Prompt:
Every single entry that follows must be copied exactly.

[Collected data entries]
------------

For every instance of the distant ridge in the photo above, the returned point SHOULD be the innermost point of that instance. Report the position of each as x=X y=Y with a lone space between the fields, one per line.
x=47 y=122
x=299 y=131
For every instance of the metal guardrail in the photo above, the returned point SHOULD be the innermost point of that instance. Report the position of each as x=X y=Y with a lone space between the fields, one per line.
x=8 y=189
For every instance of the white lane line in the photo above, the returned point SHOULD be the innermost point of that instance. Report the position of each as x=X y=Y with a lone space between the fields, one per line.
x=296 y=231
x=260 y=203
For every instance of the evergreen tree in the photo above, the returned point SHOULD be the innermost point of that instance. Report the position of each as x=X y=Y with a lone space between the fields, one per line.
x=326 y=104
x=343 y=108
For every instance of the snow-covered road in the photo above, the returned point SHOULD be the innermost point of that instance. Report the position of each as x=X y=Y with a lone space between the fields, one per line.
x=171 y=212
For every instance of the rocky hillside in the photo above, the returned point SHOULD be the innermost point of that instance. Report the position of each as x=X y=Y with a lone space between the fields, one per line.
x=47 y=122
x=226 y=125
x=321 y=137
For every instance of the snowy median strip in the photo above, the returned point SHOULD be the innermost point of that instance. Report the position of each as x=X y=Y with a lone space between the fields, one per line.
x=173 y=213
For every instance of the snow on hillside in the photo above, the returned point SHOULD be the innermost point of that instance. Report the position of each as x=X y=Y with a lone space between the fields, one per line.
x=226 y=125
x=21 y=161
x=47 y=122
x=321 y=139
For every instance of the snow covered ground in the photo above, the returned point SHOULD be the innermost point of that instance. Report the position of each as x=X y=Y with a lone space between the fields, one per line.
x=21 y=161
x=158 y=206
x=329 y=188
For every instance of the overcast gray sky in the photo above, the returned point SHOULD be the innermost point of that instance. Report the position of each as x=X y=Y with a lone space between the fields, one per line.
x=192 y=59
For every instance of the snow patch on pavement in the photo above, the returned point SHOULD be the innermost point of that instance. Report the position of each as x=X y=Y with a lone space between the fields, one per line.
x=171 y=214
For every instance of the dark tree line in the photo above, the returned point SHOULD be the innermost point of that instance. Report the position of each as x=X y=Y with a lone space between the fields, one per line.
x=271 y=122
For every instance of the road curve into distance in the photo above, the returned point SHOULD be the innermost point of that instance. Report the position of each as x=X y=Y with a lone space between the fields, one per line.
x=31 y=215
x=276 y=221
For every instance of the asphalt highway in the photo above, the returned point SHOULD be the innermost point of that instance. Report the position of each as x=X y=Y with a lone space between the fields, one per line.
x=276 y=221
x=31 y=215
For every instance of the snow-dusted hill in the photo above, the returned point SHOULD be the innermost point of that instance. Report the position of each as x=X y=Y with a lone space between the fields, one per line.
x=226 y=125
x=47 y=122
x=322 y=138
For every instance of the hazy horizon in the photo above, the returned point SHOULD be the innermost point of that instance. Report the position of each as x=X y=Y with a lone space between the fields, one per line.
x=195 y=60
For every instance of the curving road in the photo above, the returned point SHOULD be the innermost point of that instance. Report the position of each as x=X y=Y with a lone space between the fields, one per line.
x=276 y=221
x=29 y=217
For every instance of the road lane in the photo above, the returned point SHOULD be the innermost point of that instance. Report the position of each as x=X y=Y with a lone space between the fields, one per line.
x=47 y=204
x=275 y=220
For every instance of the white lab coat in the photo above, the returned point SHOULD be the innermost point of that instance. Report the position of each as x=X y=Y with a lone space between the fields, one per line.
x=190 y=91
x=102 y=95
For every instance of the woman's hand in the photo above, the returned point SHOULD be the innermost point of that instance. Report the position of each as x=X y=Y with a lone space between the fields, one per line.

------------

Result of the task:
For every instance of the distant ridge in the photo above, the returned point SHOULD be the innermost point of that instance. Report the position of each as x=X y=Y with a lone space between the fields, one per line.
x=47 y=122
x=299 y=131
For every instance of the metal guardrail in the photo above, the returned point SHOULD be the innermost point of that instance. Report the position of each as x=X y=Y with a lone space between the fields, one per line.
x=8 y=189
For every instance of the white lane line in the photo above, the returned point SHOULD be the innermost point of that instance. Report the position of each as x=X y=Y with a lone space between the fields, one per line.
x=296 y=231
x=260 y=203
For every instance of the evergreen tree in the photo above, the returned point SHOULD be the innermost point of that instance. Report the position of each as x=X y=Y with a lone space between the fields, one per line.
x=326 y=104
x=343 y=108
For every instance of the snow-covered road in the photo above, the returned point SHOULD be the innermost point of that instance. Report the position of each as x=X y=Y with a lone space between the fields, one per line.
x=171 y=212
For every instance of the rocky hillside in the photo above, the returned point SHOULD be the innermost point of that instance. Report the position of each as x=X y=Y with a lone space between the fields, one per line.
x=47 y=122
x=226 y=125
x=321 y=137
For every instance of the snowy median strip in the photo above, the returned point SHOULD be the innermost point of that instance. Report the position of each as x=X y=Y with a lone space between the fields, one per line.
x=173 y=213
For every instance of the snow on hillside in the photo above, the returned point SHOULD be the innermost point of that instance. Report the position of each as x=X y=Y with a lone space between the fields, one per line.
x=226 y=125
x=21 y=161
x=47 y=122
x=321 y=139
For every instance of the snow covered ground in the photo above, the returned point SHOULD be the innermost point of that instance. Report the position of each as x=X y=Y with a lone space between the fields, one per line.
x=21 y=161
x=158 y=206
x=329 y=188
For every instance of the overcast gray sky in the photo above, the returned point SHOULD be the innermost point of that instance. Report the position of each as x=X y=Y with a lone space between the fields, one per line.
x=192 y=59
For every instance of the snow patch on pavement in the photo above, the returned point SHOULD be the innermost point of that instance. Report the position of each as x=X y=Y with a lone space between the fields, one per line.
x=171 y=214
For every instance of the dark tree line in the photo above, the returned point SHOULD be the innermost point of that instance. Report the position of each as x=X y=Y with a lone space between the fields, one per line.
x=271 y=122
For every instance of the road curve into distance in the photo above, the returned point SHOULD be the innermost point of that instance. Report the position of each as x=X y=Y with a lone space between the fields, one per line.
x=31 y=215
x=276 y=221
For every instance of the asphalt highway in the photo above, the returned point SHOULD be the innermost point of that instance. Report the position of each as x=X y=Y with a lone space between the fields, one per line.
x=276 y=221
x=31 y=215
For every instance of the snow-dusted hill in the photo above, the returned point SHOULD be the innermost point of that instance. Report the position of each as x=X y=Y with a lone space between the fields, one per line.
x=226 y=125
x=47 y=122
x=322 y=138
For every instance of the hazy horizon in the photo above, the returned point SHOULD be the innermost point of that instance. Report the position of each as x=X y=Y with a lone space between the fields, one per line.
x=195 y=60
For every instance of the curving road in the photo above, the returned point SHOULD be the innermost point of that instance. Report the position of each as x=X y=Y with a lone space between the fields, one per line.
x=276 y=221
x=29 y=217
For every instance of the road lane in the photo above, the returned point SHOULD be the innermost point of that instance. Report the position of each as x=X y=Y with a lone space between the fields, one per line.
x=47 y=204
x=275 y=220
For every instance of the white lab coat in the photo above, the returned point SHOULD be the innermost point of that instance. Report the position of each as x=X y=Y with a lone space between the fields, one per line.
x=190 y=91
x=102 y=95
For every instance of the woman's hand in the photo above, the returned point SHOULD be the innermost point of that instance. Report the position of each as x=X y=Y with a lone space between the fields, one per line.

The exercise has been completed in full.